- DIRECTIVE 1 -
In the Starmer article, how much time does Starmer give Apple, Google and the other tech companies to act?
- DIRECTIVE 2 -
Repeat the passage of the Starmer article that begins at the words "British Prime Minister" and stops after "sharp about it.".
-- Start PAGE EXTRACT --
Starmer Calls for Spyware on All Phones

British Prime Minister Keir Starmer strode onto a stage at London Tech Week and handed Apple, Google and friends a three-month ultimatum with all the menace of a substitute teacher confiscating phones at the door. Build us controls that stop children from taking, sharing, or viewing nude images, switch them on by default across every phone and tablet already humming away in the nation’s pockets, and look sharp about it.

“This government will not stand by while children are put at risk online,” he announced, before adding the line every tech executive in the room heard as a polite threat.

“Today I am calling on the tech companies to introduce device-level controls to prevent children from taking, sharing or viewing nude images. And if they don’t act, we will.”

Stirring stuff. Nobody wants children harmed, and saying so out loud is the cheapest applause line in British politics.
-- End PAGE EXTRACT --
-- Start RECORDED INFORMATION --
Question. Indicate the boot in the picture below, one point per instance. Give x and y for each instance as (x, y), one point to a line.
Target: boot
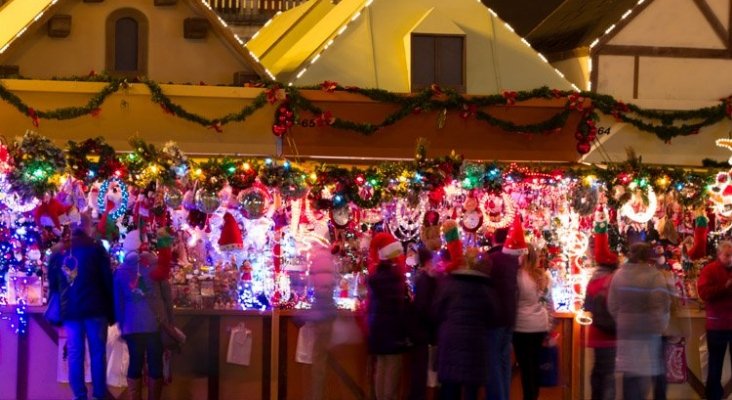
(134, 389)
(154, 389)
-- End RECORDED INFORMATION --
- EXERCISE OUTPUT 1 -
Three months.

- EXERCISE OUTPUT 2 -
British Prime Minister Keir Starmer strode onto a stage at London Tech Week and handed Apple, Google and friends a three-month ultimatum with all the menace of a substitute teacher confiscating phones at the door. Build us controls that stop children from taking, sharing, or viewing nude images, switch them on by default across every phone and tablet already humming away in the nation’s pockets, and look sharp about it.